Pointing data excerpts:

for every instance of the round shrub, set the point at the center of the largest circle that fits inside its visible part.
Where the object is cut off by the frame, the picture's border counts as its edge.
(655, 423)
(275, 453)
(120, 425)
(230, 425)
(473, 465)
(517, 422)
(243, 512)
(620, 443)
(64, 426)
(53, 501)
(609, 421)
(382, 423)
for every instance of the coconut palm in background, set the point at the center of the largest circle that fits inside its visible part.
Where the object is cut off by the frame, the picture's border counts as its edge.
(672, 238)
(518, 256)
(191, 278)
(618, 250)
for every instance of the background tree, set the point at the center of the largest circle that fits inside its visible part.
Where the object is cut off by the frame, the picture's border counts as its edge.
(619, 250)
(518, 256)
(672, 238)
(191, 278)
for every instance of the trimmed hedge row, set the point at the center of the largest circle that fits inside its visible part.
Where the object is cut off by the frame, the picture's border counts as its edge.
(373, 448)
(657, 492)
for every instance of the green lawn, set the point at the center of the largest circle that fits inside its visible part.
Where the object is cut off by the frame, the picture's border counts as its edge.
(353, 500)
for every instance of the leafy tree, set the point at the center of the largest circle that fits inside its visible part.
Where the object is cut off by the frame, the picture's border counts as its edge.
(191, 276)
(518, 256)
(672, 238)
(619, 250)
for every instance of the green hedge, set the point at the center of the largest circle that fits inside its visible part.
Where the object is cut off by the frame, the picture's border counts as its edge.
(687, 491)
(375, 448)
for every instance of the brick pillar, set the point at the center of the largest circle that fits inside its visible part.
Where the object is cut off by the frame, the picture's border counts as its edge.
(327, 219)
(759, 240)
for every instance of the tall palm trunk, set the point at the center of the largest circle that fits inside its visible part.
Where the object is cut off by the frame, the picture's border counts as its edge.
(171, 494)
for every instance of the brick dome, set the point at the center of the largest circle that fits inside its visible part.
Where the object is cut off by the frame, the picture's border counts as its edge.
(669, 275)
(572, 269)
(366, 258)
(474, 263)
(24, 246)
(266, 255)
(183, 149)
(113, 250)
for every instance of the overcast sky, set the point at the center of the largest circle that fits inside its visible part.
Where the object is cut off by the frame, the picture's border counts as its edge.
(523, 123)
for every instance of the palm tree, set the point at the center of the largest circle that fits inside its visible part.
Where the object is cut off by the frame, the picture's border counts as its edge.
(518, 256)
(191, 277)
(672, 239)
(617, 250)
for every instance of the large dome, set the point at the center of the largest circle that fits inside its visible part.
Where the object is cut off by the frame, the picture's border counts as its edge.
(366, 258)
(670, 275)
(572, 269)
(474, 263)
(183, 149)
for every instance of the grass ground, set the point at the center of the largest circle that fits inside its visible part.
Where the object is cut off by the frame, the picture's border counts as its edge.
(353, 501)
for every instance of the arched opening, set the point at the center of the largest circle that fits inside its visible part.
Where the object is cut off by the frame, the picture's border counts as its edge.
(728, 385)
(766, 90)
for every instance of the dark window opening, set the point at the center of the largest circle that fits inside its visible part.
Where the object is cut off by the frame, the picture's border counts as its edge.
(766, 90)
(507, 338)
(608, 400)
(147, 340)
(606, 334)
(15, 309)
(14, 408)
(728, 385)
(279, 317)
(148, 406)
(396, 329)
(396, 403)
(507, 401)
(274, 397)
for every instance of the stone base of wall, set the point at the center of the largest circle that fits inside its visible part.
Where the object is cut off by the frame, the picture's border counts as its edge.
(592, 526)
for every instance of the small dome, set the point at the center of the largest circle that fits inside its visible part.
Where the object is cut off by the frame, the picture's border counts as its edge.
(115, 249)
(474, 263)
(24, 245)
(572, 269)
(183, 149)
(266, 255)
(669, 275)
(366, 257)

# What the task requires:
Update the entries above by replacing each "set the point" with "place the point" and keeping everything else the same.

# Problem solution:
for every instance of the round shrub, place the point at the center of the largest circle that fits inside its visible part.
Where the object is cut off by the frame, the picture's border counts as its edge.
(655, 423)
(275, 453)
(120, 425)
(230, 425)
(473, 465)
(517, 422)
(243, 512)
(620, 443)
(64, 426)
(53, 501)
(609, 421)
(382, 423)
for every instance of the coconut palm in background, place the point at the center of the largest circle that fits inside its visible part.
Where the object is cut off by the frame, the picture's border counts as its edge.
(672, 238)
(518, 256)
(191, 278)
(618, 250)
for every instance of the background tree, place the point at the center of the largest circle that fits inside its visible part.
Where the object is cut off by the frame, the picture's border counts as its edge.
(619, 250)
(518, 256)
(672, 238)
(191, 278)
for every instance of the trimmed hedge row, place the point at the center of the largest circle that fits inside its visible part.
Where the object is cut off by the frame, the picture's border counts as its edge.
(373, 448)
(657, 492)
for every instance of the green lawn, place the point at the center of the largest circle that fits inside its visible part.
Where the object is cut off by the frame, the picture's border counts as its edge.
(353, 500)
for every instance of the leafy tree, place the point at the center of the largest circle that fits inside its visible part.
Where the object is cut off by the frame, the picture's border counts as its edge.
(191, 276)
(518, 256)
(672, 238)
(619, 250)
for every instance of the green hedge, place the point at the center of the largest circle that fits inside its visible part.
Where the object is cut off by the frame, the picture's border counts as its edge.
(687, 491)
(375, 448)
for every instance of the brick pillar, place the point at the center of the largest circle that fits inside its visible part.
Where the object is cut off by the frame, the picture's border counts as its edge.
(327, 219)
(759, 240)
for every instance of the tall palm trunk, place the point at the center of the largest circle that fits inside its visible part.
Where the object is cut off by the frame, the picture's border counts as its edge.
(171, 494)
for every instance of the brick dome, place the point at the center of the largest circle that fits inside its visible part.
Where the object is cut off by the frame, the picture's border counts as its edge.
(669, 275)
(572, 269)
(366, 258)
(474, 263)
(24, 246)
(266, 255)
(183, 149)
(113, 250)
for every instance of the overcast sky, place the point at the center of the largest circle that fits inside its visible part.
Where the object is cut off by the frame, the picture's border counts as its edge.
(523, 123)
for every instance of the palm tree, place the point at the center of the largest circle that fits inside its visible part.
Where the object is cut off by the frame, the picture's border counts as its edge.
(518, 256)
(191, 277)
(672, 239)
(617, 250)
for every instance of the large dome, place the point at the center of the largest circle that fits inside its visible part.
Where the object is cut off by the frame, the picture's border counts as its edge.
(366, 258)
(670, 275)
(572, 269)
(474, 263)
(183, 149)
for every instance of the grass ground, place the point at the center of the largest circle that fits inside its visible part.
Where the object is cut off by the frame, the picture's border counts as its edge.
(353, 501)
for every instance of the arched opening, place the point at the center of the largest circle that fits inside its visible part.
Where the object is cut off by the frame, the picture's border counts as its edge.
(728, 385)
(766, 90)
for every instance of the dark window opening, place the point at the center of the largest circle that fits inside its visible part.
Where the object is cut off by the frame, the picture's border counts as its edge.
(766, 90)
(507, 338)
(608, 400)
(147, 340)
(606, 334)
(15, 309)
(14, 408)
(728, 385)
(279, 317)
(148, 406)
(396, 329)
(396, 403)
(507, 401)
(274, 397)
for every instance of the stone base of wall, place the point at the center of the largest circle that fits inside its visible part.
Where the object is cut off by the frame, the picture's border counts as its edge.
(592, 526)
for every instance of the small dome, place the point at the center of the largest circle that fits inside its visible part.
Where the object is cut off by the frame, the picture's border counts as its edge.
(115, 249)
(474, 263)
(24, 245)
(572, 269)
(183, 149)
(266, 255)
(669, 275)
(366, 257)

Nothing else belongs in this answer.